▸ TASK DESCRIPTION: Reproduce the lines below word for word, leaving out the pictures.

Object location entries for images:
○ ○ ○ ○

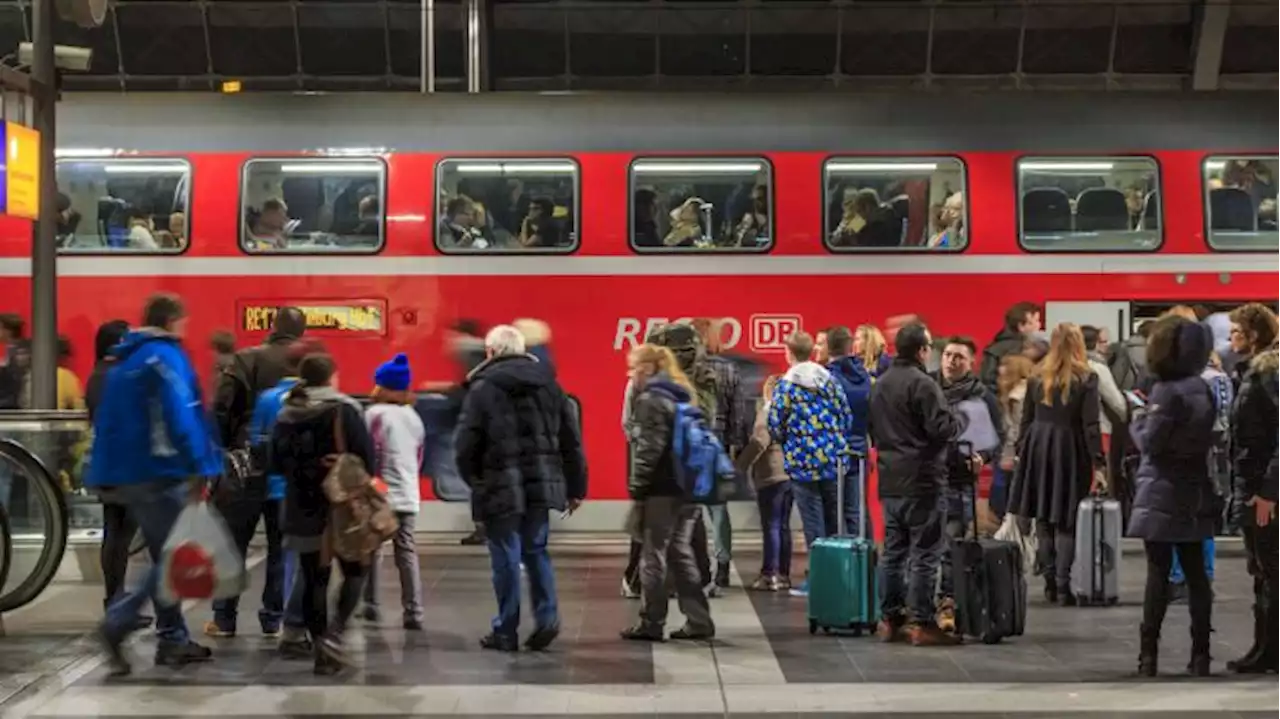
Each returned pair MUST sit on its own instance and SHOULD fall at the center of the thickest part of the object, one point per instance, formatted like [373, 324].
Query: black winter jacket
[301, 440]
[653, 417]
[517, 443]
[252, 371]
[1256, 426]
[910, 427]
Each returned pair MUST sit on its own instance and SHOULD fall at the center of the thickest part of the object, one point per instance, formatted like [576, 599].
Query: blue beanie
[393, 375]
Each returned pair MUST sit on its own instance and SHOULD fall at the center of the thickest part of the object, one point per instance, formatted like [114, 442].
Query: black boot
[1148, 654]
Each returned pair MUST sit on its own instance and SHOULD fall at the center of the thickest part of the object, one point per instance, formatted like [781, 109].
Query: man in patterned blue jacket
[152, 447]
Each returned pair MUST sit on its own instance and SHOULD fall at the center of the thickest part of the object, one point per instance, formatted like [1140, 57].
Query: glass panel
[711, 204]
[123, 205]
[1240, 200]
[507, 205]
[895, 202]
[312, 205]
[1073, 204]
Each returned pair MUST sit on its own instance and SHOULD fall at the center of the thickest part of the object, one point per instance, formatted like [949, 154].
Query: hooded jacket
[910, 426]
[809, 417]
[856, 383]
[517, 442]
[301, 440]
[653, 418]
[150, 422]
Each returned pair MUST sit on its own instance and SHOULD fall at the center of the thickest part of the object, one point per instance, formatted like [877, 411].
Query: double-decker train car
[391, 218]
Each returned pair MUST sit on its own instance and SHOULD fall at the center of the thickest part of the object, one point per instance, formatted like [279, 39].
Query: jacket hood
[140, 338]
[810, 375]
[513, 372]
[850, 370]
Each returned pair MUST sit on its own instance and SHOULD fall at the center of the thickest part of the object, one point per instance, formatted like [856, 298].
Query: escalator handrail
[54, 503]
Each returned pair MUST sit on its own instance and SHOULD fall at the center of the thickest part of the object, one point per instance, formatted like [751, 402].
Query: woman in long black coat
[1175, 503]
[1059, 449]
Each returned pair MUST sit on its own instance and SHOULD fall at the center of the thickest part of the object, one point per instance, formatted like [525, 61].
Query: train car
[389, 218]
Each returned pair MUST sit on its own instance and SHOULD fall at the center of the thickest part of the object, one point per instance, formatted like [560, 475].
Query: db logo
[769, 333]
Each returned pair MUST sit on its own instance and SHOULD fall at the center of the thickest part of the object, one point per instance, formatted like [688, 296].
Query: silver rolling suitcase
[1096, 569]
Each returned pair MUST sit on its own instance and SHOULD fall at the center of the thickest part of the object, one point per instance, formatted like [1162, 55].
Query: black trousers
[118, 530]
[1155, 604]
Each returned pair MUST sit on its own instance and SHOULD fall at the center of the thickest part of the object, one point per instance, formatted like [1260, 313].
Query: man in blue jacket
[848, 371]
[152, 447]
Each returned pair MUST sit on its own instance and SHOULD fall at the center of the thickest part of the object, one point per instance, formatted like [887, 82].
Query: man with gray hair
[519, 448]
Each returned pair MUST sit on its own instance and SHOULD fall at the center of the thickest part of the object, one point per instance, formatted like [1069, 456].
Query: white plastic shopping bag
[1010, 531]
[200, 559]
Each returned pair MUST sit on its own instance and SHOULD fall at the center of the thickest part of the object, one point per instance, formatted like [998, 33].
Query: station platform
[764, 663]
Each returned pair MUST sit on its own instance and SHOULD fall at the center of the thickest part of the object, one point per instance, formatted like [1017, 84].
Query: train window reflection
[895, 204]
[721, 204]
[312, 205]
[1240, 202]
[487, 205]
[123, 205]
[1088, 204]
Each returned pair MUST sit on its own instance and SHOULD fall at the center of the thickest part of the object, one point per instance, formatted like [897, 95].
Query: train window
[306, 205]
[1240, 202]
[895, 204]
[712, 204]
[1069, 204]
[123, 205]
[487, 205]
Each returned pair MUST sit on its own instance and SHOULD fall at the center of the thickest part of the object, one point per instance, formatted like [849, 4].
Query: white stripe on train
[863, 265]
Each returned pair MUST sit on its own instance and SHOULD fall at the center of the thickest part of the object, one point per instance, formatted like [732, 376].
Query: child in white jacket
[398, 440]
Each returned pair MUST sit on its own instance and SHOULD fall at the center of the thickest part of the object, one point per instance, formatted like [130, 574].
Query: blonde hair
[662, 360]
[1065, 363]
[873, 344]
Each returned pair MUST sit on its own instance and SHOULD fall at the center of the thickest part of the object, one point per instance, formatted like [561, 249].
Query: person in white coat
[398, 442]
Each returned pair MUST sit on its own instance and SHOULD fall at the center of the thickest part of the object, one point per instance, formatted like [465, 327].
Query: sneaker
[179, 654]
[213, 628]
[542, 637]
[929, 635]
[629, 590]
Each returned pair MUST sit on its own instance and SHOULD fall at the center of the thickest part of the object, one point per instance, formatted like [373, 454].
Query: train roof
[917, 123]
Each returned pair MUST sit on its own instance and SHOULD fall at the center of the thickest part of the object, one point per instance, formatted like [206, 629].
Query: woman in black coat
[1059, 450]
[1175, 503]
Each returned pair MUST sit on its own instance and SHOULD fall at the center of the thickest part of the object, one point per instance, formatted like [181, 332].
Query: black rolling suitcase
[990, 585]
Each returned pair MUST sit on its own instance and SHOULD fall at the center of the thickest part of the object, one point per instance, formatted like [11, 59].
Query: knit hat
[393, 375]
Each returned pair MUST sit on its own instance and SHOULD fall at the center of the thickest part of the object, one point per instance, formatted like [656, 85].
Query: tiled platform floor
[1072, 663]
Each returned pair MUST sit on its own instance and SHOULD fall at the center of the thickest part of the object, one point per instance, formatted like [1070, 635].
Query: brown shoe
[929, 635]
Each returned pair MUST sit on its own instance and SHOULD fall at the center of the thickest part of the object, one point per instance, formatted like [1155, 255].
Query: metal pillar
[44, 251]
[1210, 36]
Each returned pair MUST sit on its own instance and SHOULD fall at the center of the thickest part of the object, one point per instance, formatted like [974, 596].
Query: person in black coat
[304, 439]
[519, 448]
[1256, 475]
[1175, 502]
[1059, 456]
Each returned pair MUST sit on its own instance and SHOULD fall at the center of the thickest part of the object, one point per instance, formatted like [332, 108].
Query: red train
[393, 216]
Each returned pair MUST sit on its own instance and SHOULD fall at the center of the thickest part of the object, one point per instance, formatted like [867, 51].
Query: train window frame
[1207, 210]
[1084, 159]
[438, 210]
[823, 177]
[141, 160]
[383, 182]
[766, 164]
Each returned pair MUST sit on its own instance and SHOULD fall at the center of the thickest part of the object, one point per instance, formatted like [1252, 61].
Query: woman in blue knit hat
[398, 439]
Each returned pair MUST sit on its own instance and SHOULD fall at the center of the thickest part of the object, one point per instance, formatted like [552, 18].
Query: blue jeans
[155, 507]
[511, 541]
[909, 564]
[1175, 573]
[775, 503]
[817, 505]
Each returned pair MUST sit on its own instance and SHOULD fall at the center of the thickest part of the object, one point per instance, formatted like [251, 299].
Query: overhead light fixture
[330, 168]
[695, 168]
[1066, 166]
[881, 166]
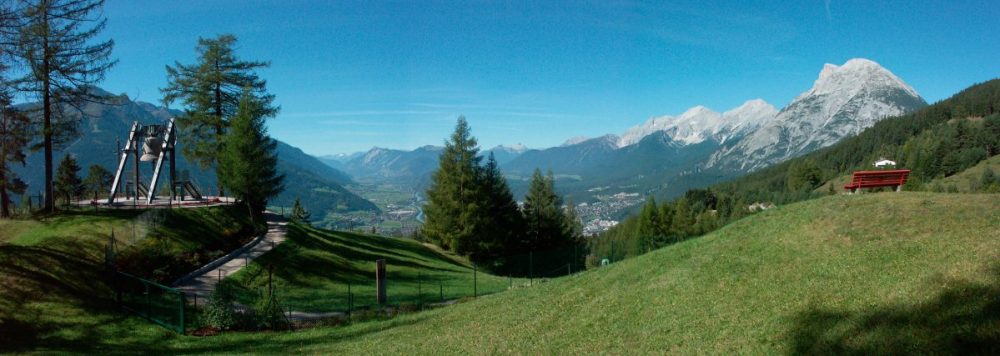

○ ○ ○ ○

▸ SOLUTION:
Each returned pair MUST sit on its own instance and SHOULD fall at the center of the thickest part of the object, one point per instance, formatted like [373, 324].
Query: black winter jacket
[301, 440]
[653, 417]
[517, 443]
[252, 371]
[1256, 426]
[910, 427]
Each returned pair MUST sit on its own instance and SHOULD fall at the center of the thickest part of the object, one point per instance, formatted like [576, 599].
Query: blue beanie
[393, 375]
Each returned pair MUST sit on its own instance and SHOULD fall at the center of the thickest part of the object, one point per instance, formatted like [114, 442].
Query: black boot
[1148, 654]
Each returned pair MUST sit on its own instance and SHOULD fall at the center of the thickest part of the object, one point per instance, formatted like [781, 109].
Query: man in patterned blue jacket
[152, 447]
Each returned pair MUST sit on its own instance and SHOULD fall at the center of the thickest part of the object, one point per instance, formatted like [1140, 57].
Query: glass panel
[711, 204]
[123, 205]
[1240, 200]
[507, 205]
[895, 202]
[312, 205]
[1073, 204]
Each returned pair MUST sit on its own instance and SHOULD fall at the center of the thickest part of the object, one point per instance, formatted like [949, 154].
Query: hooded jacket
[910, 426]
[809, 417]
[856, 383]
[517, 442]
[301, 440]
[653, 418]
[150, 422]
Each returned pair MUST sit on its own instance and SHOULD fall at the center of the thickest part of the object, one point per instance, formatted like [877, 411].
Query: double-decker train car
[391, 218]
Each returned pair MUST sit on its own instance and SHOULD fall at the center of the thickest part of the object, one point per instance, formatted like [279, 39].
Query: jacket hood
[140, 338]
[810, 375]
[513, 372]
[850, 370]
Each returned pair MUST sit on its own instance and SHOULD fall at the center of the thickest part of the object, one point per instance, formatted like [856, 298].
Query: escalator handrail
[54, 503]
Each returned pair MUST sit on its own instance and SHOULD fall at the center of the thickest part of the object, one point per instance, formatted like [751, 402].
Query: woman in long black coat
[1175, 503]
[1059, 449]
Each returned pair MUST sit on its own instance and SHOULD fall at the center of the thickest part of the object, one point per instance, formatted like [525, 61].
Query: train car
[389, 218]
Each returned pair MUST sit on its own instance and SHOULD fall at the center of the thickest part of the object, one point per instance, formatted like [560, 475].
Query: db logo
[769, 333]
Each returned pair MUST sit on its own instance and SHOULD fall at the center of the thickest part of the object, one point per instance, formatted like [688, 296].
Query: silver rolling suitcase
[1096, 569]
Each returned pair MUST sit on its own instance and SHOULD fall at the center of the thickest part of the object, one point per instance, formatted like [1162, 55].
Query: black trousers
[118, 530]
[1155, 604]
Each returned pair MUST sit on its own instance and SHOULD fall at the center of the thickest part of the object, one point per instance, formatted like [1260, 313].
Query: man in blue jacket
[848, 371]
[152, 447]
Each returned pair MUST sit on its own instance and SHOULD fall at the center of the thickest part of the object, one point per instance, formatted like [887, 82].
Query: man with gray hair
[519, 448]
Each returned pair MUST sit on its own instance and SHOULD fall at the center of the thickest part of the object, one point per instance, formatted like [1069, 456].
Query: white plastic shopping bag
[1010, 531]
[200, 559]
Each returned pair MUST sit on its own instance and SHOULD fall at the center of the thickest part of the object, one point per instance, formatted like [998, 33].
Query: station platform
[764, 663]
Each returned pair MUST sit on its own instance and SHOULD fall at the center of the thickest part of the object, one point per instance, formatted like [1017, 84].
Query: train window reflection
[895, 204]
[721, 204]
[312, 205]
[1240, 202]
[487, 205]
[123, 205]
[1088, 204]
Each returned pair MUST sit on its own instance and SHOULD fall at the center of the thickest part of the object, one point per instance, formatted like [897, 95].
Query: train window
[306, 205]
[1240, 202]
[895, 204]
[712, 204]
[1069, 204]
[123, 205]
[487, 205]
Each returned pair MUST sit on its own instance and SHOULD fall at the center of the thickest part of the object, one point per instance, formatted like [849, 4].
Query: white stripe on train
[863, 265]
Each returned pair MUST sit on its own instance and SHOULD fall at the center of the thickest part of the object, one point per instance, formatted like [732, 376].
Query: child in white jacket
[398, 440]
Each returned pair MUST sit on its own instance and SHOULD fall at the center of the thickest part of the object, one point per instance, formatted like [130, 574].
Query: blonde hair
[662, 360]
[1065, 363]
[873, 344]
Each returned pair MUST sit on its own instance and SHOULD fall at the center of the thickest part of the object, one point per instance, formatted like [561, 249].
Query: person in white coat
[398, 442]
Each returned pair MUST sit on its own instance and SHOULD fall at the center of the thickest part of the object, one point per instance, formatted like [465, 327].
Query: sneaker
[179, 654]
[213, 628]
[542, 637]
[929, 635]
[629, 590]
Each returned pair MUST sit on its own instance and SHOULD fall at the center of the thickest part of the object, one point per instance, formatted like [373, 454].
Query: train roof
[917, 123]
Each returned pair MUST sit on its own instance and SHOULD fall at the center of the thickest part of the object, one point per instance, formatted like [206, 629].
Query: woman in black coat
[1059, 450]
[1175, 503]
Each returned pair MUST sit on its own instance and SHOULD fall at the center of the thickest part of the object, one point per instance, formatted like [181, 332].
Query: black rolling suitcase
[990, 585]
Each returned pair MUST sit on its own instance and SHOULD fall at the center of the thickest part of the object, one point per instance, formatted like [11, 59].
Query: knit hat
[393, 375]
Each returned pair MUST sit on its own instance and SHOULD fall at the center of the thickest part of the object, one point per instance, formatted like [656, 85].
Query: tiled platform floor
[1072, 663]
Each returned pair MUST sit on its own instance and SHOULD fall at the center of the thickest part of the object, one point per instance, formatted like [1070, 635].
Query: brown shoe
[929, 635]
Each returned pair MUST sit on its own instance and SHOULD fall at the center of the thickest part of the object, one point per instance, formatted like [1155, 255].
Query: metal pillar
[44, 251]
[1210, 36]
Each returned pair MUST sit on its own instance and SHOULD fall at the center of the thickest part of the object, one point per instance, formatted like [974, 596].
Query: person in black coat
[304, 439]
[519, 448]
[1256, 475]
[1175, 502]
[1059, 456]
Each returned pair MUST sit on its own instance and SHOULD fall at the center of the thickest part of the object, one point per instance, formatted like [332, 108].
Query: red train
[393, 216]
Each returned pair MUST sit on its own instance and SHOULD fall at the center of the thickest part of the object, one point per instance, formatted like [867, 51].
Query: train window frame
[1207, 210]
[1084, 159]
[438, 210]
[823, 177]
[141, 160]
[383, 182]
[766, 164]
Each returned pair MUST sit on its own instance and SHOULD fall at the center of the thickest part of the object, one point per instance, formatted like [1252, 61].
Query: woman in blue knit hat
[398, 439]
Each returned pair MUST sit on its own instance and SHOULD fall at the center of the thickest part of the object, one point per instance, formatted like [552, 18].
Query: blue jeans
[155, 507]
[511, 541]
[909, 564]
[1175, 573]
[775, 503]
[817, 505]
Each returned pair MUST sit on its own instance and SHOULD fall at the center of the thickest part of the object, one point per instance, formatted like [251, 299].
Query: overhead light fixture
[330, 168]
[695, 168]
[1066, 166]
[881, 166]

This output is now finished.